• _Фрагмент текста_:
● ● ● ● ●

Вот почему «по житейским обстоятельствам» Шенгели пришлось стать переводчиком – и именно в этой роли ему удалось полнее всего себя реализовать. Он перевел всего Байрона, почти всего Верхарна, многие произведения Гюго; переводил Вольтера, Леконта де Лилля, Бодлера, Эредиа, Мопассана и других. Юрий Александров, ученик Шенгели, вспоминал о своем разговоре с редактором Гослитиздата С.П. Емельянниковым, предлагавшем ему перевести несколько стихотворений Верхарна. «Но ведь эти стихи уже переведены Шенгели, – возразил тогда Александров. – Зачем же?..» – «Шенгели перевел всю европейскую поэзию, – ответил Емельянников, – из этого не следует, что не может быть новых переводов…».
«Всю европейскую поэзию!..» – Конечно, это не так. Но эти слова опытного издателя показывают масштабы переводческой деятельности Шенгели. Ничто сколько нибудь значительное не миновало его внимания. Его любимым выражением было: «положить на стол». То есть принести в издательство готовый крупный перевод, исполненный на свой страх и риск, без всяких предварительных условий.
Положить на стол «всего Байрона» или «Возмездие» Гюго, – это мог только Шенгели [РГАЛИ, ф. 2861, on. 1, д. 285, л. 1].

● ● ● ● ●

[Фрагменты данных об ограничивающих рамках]
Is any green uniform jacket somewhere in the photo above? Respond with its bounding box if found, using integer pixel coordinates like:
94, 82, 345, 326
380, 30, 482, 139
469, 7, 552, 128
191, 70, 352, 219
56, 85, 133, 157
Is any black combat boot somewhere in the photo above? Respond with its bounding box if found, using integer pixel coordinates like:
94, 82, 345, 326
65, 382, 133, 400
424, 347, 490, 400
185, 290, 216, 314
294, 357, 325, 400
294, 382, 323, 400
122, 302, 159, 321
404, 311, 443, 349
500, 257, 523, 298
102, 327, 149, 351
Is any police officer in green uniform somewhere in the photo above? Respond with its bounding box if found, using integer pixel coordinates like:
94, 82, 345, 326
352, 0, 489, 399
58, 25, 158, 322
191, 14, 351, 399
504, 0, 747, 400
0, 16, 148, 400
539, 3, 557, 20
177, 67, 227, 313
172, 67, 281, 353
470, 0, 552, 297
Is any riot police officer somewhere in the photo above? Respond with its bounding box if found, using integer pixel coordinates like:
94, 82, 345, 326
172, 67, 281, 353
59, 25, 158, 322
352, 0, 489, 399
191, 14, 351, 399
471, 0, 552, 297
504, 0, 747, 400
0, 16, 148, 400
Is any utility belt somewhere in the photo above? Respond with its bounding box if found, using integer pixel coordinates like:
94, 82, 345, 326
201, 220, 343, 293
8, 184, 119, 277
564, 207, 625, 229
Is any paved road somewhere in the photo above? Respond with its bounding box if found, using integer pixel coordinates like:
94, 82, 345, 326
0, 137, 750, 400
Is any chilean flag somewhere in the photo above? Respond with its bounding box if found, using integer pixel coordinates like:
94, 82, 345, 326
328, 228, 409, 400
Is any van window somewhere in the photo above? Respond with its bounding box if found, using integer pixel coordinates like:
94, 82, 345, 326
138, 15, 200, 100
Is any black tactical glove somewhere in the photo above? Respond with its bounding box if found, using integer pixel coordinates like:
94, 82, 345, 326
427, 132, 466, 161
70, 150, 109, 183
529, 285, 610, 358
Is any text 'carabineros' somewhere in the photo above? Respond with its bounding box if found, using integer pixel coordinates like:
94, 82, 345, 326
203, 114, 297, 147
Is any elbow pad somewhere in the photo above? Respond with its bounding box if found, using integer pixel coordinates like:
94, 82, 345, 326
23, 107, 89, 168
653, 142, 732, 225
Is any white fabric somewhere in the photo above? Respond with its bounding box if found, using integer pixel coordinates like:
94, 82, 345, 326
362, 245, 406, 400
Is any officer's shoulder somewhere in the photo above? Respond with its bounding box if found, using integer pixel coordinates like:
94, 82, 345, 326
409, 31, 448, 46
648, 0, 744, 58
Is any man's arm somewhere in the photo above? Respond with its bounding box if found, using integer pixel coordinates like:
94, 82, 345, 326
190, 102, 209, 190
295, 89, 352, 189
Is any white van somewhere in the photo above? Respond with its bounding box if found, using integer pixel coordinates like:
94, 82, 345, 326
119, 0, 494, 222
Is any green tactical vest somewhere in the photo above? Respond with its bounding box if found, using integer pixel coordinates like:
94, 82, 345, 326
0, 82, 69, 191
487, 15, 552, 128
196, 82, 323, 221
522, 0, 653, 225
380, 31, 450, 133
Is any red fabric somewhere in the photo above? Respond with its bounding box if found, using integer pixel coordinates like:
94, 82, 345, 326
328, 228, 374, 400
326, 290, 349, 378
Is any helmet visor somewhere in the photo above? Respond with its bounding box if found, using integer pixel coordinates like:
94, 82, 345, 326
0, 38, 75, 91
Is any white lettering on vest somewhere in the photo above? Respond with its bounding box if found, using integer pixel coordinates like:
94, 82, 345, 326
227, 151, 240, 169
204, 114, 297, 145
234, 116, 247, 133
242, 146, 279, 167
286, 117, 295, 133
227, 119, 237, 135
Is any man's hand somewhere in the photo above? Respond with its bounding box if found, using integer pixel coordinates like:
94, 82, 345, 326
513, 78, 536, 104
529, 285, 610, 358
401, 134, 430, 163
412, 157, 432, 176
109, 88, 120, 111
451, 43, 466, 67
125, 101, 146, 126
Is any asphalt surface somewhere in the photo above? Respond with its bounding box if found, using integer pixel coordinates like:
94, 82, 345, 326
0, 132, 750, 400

● ● ● ● ●

• _Задание_: Напишите продолжение текста о переводческой деятельности Шенгели, начав сразу после его последнего предложения.

• _Результат выполнения_:
О шенгелевских переводах Байрона стоит сказать особо. В послесловии к байроновскому «Дон Жуану» Шенгели писал, что еще с юности, впервые прочитав это произведение в оригинале зимой 1918/1919 г., он мечтал его перевести. Поначалу он не чувствовал в себе силы взяться за этот труд, но, переведя Верхарна и Гюго, накопив большой переводческий опыт, он снова вернулся к этой мысли – и тогда, прежде чем приняться за «Дон Жуана», решил в качестве предварительной, ученической работы перевести все 13 поэм Байрона, для того чтобы вжиться в него и как бы изнутри овладеть его творческой манерой. Двухтомник «Поэм» Байрона вышел в 1940 г., а в 1941 г. Шенгели уже работает над «Дон Жуаном».
Сохранились воспоминания писателя Евгения Николаевича Ковского о том, в каких условиях переводился «Дон Жуан». Во время войны Шенгели эвакуировался из Москвы в Среднюю Азию: сначала во Фрунзе, затем в Ашхабад. Во Фрунзе в 1942 г. его и встретил Ковский:
Забрел я к Шенгели как-то вечером… Тут никак не скажешь: «зашел на огонек», потому что почти вся комната тонула в полумраке, и только маленький столик был, если можно так выразиться в данном случае, освещен модернизованной коптилкой мощностью, примерно, в полсвечи. Это сооружение заслуживает примечания.
Электричество отпускалось только учреждениям и предприятиям. Керосин для бытовых нужд продавали населению по очень жестким нормам – для обычных, довоенного образца ламп его никак не могло хватить. И вот предприимчивые люди, а затем и некоторые артели, стали изготовлять миниатюрные подобия ламп: резервуар из стограммовой бутылочки и ламповое стекло – из срезанной пробирки. Получилось неплохо: копоти нет, керосина выгорает ничтожное количество, а освещение хоть и скудное, но все же ярче, чем при коптилке.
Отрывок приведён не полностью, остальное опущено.